Despite record increases in psychiatric medication prescription rates, the prevalence of mental illness is not reducing and may well be increasing in certain populations, such as the young (Twenge et al., 2019). There are indications that rates of mental illness have increased during the coronavirus disease 2019 (COVID-19) pandemic (Armitage, 2021; Inkster et al., 2020; Mahase, 2021). Evidence indicates that the efficacy of leading drug (Cipriani et al., 2018; Lewis et al., 2019) and psychological interventions (Flint et al., 2015) is modest, and there is scope for improved tolerability (Massabki and Abi-Jaoude, 2021) and access (Clark, 2011). Most mental health interventions are reactive. Effective prophylactic intervention would be hugely valuable (Patton et al., 2016). Relatedly, early life trauma (Varese et al., 2012) and mental illness (Copeland et al., 2009) are reliable predictors of future morbidity.

There is a legacy of division between the biological and psychological arms of mental health care and research. A notable initiative towards innovation in biomedical psychiatry is the Research Domain Criteria (RDoC) (Insel and Cuthbert, 2015). The main principle of RDoC is that, since diagnostic criteria are a product of clinical expediency, transdiagnostically relevant pathological mechanisms and treatment targets may have been overlooked. Relatedly, there is now good evidence for genetic overlap between psychiatric disorders (Brainstorm et al., 2018). RDoC is primarily a biological initiative that aims to translate mental illness into ‘brain illness’, for the purpose of discovering candidate brain biomarkers and treatment targets (Insel and Cuthbert, 2015).

Notable initiatives towards innovation in psychological health care include efforts to improve the cost-effectiveness of (Richards et al., 2018), access to (Moller et al., 2019) and reach of psychotherapy – e.g. through utilising technological advances (Leff et al., 2014; Richards et al., 2018) and social and familial networks (Freeman et al., 2019). So-called ‘third wave’ psychotherapeutic approaches have gained traction, e.g. with a spike in the popularity of mindfulness (Segal and Teasdale, 2018) and growing interest in – and evidence for – acceptance and commitment therapy (Hayes, 2019). Bearing in mind relevance to RDoC, one important characteristic of these approaches is their alleged transdiagnostic relevance, i.e. that they seek to identify and target a common pathological mechanism, but more work is needed to link the relevant psychological constructs, such as ‘psychological flexibility’, with biological processes.

■ DATASET
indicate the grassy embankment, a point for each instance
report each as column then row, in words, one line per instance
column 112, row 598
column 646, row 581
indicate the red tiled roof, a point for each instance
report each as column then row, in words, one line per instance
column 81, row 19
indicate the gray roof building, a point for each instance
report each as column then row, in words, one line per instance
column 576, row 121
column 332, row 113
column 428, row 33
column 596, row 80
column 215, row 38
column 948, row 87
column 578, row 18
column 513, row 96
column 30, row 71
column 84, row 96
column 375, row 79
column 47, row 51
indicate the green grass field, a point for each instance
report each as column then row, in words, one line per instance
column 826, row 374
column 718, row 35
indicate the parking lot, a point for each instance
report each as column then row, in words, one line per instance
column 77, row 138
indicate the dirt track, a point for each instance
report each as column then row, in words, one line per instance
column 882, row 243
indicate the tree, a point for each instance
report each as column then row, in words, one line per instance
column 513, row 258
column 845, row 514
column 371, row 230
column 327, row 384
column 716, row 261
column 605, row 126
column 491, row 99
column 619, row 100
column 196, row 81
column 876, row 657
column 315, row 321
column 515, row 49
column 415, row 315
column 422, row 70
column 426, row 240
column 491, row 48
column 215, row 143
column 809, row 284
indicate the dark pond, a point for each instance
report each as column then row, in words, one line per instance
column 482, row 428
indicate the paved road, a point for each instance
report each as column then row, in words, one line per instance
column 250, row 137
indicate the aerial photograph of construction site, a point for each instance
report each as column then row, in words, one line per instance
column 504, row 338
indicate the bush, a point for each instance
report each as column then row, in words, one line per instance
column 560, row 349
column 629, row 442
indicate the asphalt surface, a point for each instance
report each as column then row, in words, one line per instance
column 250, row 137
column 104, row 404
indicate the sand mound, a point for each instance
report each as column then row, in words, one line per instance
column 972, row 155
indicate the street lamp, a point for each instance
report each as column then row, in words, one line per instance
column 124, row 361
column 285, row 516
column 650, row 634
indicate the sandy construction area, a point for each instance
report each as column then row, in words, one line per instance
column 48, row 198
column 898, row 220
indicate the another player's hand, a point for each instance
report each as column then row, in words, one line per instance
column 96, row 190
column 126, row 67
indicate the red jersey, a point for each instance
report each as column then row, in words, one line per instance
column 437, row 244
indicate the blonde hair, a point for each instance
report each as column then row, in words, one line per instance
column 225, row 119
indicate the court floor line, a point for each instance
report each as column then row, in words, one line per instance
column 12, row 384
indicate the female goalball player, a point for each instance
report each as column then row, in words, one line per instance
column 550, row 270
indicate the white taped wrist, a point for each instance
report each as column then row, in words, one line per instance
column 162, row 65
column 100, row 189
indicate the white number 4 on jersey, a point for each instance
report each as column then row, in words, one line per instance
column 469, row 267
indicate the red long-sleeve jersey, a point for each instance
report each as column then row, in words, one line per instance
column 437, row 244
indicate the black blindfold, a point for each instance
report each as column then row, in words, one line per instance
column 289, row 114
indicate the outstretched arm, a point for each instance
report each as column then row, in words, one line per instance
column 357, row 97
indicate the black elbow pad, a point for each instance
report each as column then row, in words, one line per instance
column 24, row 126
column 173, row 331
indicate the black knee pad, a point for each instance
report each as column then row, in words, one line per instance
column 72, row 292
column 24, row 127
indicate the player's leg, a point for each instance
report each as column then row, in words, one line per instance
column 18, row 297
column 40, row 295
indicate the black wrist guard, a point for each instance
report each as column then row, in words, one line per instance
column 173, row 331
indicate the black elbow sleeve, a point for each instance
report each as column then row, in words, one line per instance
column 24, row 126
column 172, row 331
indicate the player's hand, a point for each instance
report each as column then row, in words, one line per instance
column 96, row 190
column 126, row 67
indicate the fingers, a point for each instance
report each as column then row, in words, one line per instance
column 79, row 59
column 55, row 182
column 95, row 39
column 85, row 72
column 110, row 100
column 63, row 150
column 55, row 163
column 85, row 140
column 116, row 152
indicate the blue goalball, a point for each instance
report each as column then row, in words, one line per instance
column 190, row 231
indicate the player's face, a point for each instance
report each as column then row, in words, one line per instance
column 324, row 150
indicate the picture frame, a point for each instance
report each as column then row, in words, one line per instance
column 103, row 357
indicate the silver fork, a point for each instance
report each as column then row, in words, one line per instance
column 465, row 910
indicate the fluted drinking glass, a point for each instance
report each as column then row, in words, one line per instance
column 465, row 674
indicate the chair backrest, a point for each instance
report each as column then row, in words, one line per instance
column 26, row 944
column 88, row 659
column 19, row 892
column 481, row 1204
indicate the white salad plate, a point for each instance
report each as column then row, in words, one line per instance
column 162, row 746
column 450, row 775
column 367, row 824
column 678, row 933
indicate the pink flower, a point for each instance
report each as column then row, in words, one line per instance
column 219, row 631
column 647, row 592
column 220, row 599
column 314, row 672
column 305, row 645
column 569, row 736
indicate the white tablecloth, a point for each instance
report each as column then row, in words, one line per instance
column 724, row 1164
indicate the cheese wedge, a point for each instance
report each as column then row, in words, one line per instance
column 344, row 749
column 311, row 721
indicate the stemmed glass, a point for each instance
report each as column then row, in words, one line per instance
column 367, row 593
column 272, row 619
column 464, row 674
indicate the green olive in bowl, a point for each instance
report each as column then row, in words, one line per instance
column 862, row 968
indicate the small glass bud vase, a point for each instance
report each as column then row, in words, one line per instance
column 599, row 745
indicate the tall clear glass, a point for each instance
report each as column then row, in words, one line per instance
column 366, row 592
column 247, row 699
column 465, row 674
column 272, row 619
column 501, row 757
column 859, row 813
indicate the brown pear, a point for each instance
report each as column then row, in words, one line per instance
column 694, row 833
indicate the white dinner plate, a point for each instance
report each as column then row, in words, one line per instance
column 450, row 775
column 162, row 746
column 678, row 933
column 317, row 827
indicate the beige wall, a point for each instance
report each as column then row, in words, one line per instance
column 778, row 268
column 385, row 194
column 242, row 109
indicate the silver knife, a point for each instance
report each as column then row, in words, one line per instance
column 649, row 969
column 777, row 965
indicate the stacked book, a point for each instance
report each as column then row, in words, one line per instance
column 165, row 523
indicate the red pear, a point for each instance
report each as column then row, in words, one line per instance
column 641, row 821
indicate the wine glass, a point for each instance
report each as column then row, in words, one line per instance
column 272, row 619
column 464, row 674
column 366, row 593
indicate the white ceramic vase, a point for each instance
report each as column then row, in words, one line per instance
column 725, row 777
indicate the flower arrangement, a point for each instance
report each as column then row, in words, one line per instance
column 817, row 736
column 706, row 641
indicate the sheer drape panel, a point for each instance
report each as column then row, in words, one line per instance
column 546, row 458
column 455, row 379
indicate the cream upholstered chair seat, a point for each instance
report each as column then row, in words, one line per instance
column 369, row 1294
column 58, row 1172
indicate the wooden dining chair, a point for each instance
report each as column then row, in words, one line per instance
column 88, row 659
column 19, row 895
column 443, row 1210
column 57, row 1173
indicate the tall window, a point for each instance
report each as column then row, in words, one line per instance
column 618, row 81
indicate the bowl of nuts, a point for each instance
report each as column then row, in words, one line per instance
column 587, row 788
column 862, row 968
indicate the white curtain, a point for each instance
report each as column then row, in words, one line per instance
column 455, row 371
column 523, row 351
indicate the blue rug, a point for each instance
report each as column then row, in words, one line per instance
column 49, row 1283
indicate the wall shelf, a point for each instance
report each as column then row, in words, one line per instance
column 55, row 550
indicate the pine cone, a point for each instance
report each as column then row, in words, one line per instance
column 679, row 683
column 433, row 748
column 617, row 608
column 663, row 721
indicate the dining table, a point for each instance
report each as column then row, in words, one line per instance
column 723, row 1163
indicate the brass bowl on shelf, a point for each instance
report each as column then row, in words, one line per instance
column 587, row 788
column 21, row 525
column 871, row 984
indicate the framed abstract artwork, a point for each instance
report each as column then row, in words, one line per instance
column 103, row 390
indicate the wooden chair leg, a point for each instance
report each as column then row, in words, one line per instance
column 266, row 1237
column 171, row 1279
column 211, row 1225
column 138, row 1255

■ EXERCISE INSTRUCTIONS
Carry on the passage about mental health treatment and research, picking up after its last sentence.

■ RESPONSE TO THIS TASK
There are promising signs of confluence between psychiatry’s biological and psychological divisions however, including a growing appreciation of the value of both psychological and neurobiological accounts of mental illness and its aetiology, as well as how environment, mind, brain and body interface and interact (Carhart-Harris, 2018) – consistent with the ‘biopsychosocial’ model (Engel, 1977; Wade and Halligan, 2017). Specific examples of biopsychosocial research in psychiatry include studying: (1) gene × environment (Caspi et al., 2010) and (2) drug × environment interactions (Alboni et al., 2017) – of which drug-assisted psychotherapy can be considered an example (Carhart-Harris, 2018), (3) neurophenomenology (Varela, 1996) and (4) the biological mechanisms of psychological interventions (Brooks and Stein, 2015).

Into this arena comes psychedelic therapy, a quintessentially biopsychosocial intervention. Evidence indicates that psychedelic therapy is a particularly promising and progressive mental health care solution (Nutt et al., 2020). Classic serotonergic psychedelics can be most precisely defined by their pharmacology, i.e. agonist action at the serotonin 2A receptor, which, if blocked, effectively abolishes their signature psychological effects (Nichols, 2017). Psychedelic therapy is defined here as psychologically supported classic psychedelic drug experiences – although we recognise that psychotherapy alongside experiences induced by certain other psychoactive substances, e.g. MDMA and ketamine, bears relation to classic psychedelic therapy.

Psychedelic therapy has shown promise for a range of different mental health conditions, including: (1) depression (Carhart-Harris et al., 2016; Davis et al., 2020), (2) end-of-life anxiety (Griffiths et al., 2016), (3) addiction (Johnson et al., 2014) and (4) obsessive compulsive disorder (Moreno et al., 2006). Indirect evidence also supports its potential for treating eating disorders (Renelli et al., 2020; Spriggs et al., 2020) and chronic pain (Whelan and Johnson, 2018). See Andersen et al. (2020) for a review.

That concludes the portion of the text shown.